[GIVEN PROBLEM] Can you output the records below exactly as they are written?

[Begin ENTRIES]

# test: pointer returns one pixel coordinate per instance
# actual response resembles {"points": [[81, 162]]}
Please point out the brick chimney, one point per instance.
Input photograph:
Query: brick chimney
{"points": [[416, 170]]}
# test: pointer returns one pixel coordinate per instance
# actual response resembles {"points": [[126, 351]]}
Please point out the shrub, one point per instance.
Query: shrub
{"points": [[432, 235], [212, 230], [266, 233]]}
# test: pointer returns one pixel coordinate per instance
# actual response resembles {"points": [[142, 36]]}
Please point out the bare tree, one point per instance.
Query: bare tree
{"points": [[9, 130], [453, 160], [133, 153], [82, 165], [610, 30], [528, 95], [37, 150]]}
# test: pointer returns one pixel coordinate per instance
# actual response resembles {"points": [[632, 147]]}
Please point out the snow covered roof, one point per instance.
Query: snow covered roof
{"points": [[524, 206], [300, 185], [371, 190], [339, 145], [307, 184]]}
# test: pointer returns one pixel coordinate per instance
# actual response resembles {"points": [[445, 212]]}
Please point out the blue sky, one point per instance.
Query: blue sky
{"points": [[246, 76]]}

[End ENTRIES]

[ANSWER]
# test: pointer returns one pixel coordinate per instance
# actual response resembles {"points": [[81, 162]]}
Please point out the brick chimney, one point per instance.
Input photograph:
Query: brick chimney
{"points": [[416, 170]]}
# test: pointer returns one pixel coordinate per instance
# actual response resembles {"points": [[126, 351]]}
Please point out the shrub, one point per instance.
Query: shrub
{"points": [[432, 235], [212, 230], [266, 233]]}
# test: pointer returns one pixel coordinate per instance
# actual response resembles {"points": [[142, 36]]}
Please point out the bare tree, one point per instance.
Query: bare tree
{"points": [[9, 130], [453, 160], [133, 153], [82, 165], [610, 30], [528, 95], [37, 150]]}
# test: pointer returns one pixel coordinate per instance
# actual response resembles {"points": [[632, 147]]}
Please point out the snow covered roof, one point per instance.
Query: snow covered roof
{"points": [[524, 206], [300, 185], [371, 190], [339, 145], [307, 184]]}
# test: pointer returns one pixel coordinate per instance
# actual response resembles {"points": [[445, 212]]}
Please point out the blue sky, one point per instance.
Query: blue sky
{"points": [[246, 76]]}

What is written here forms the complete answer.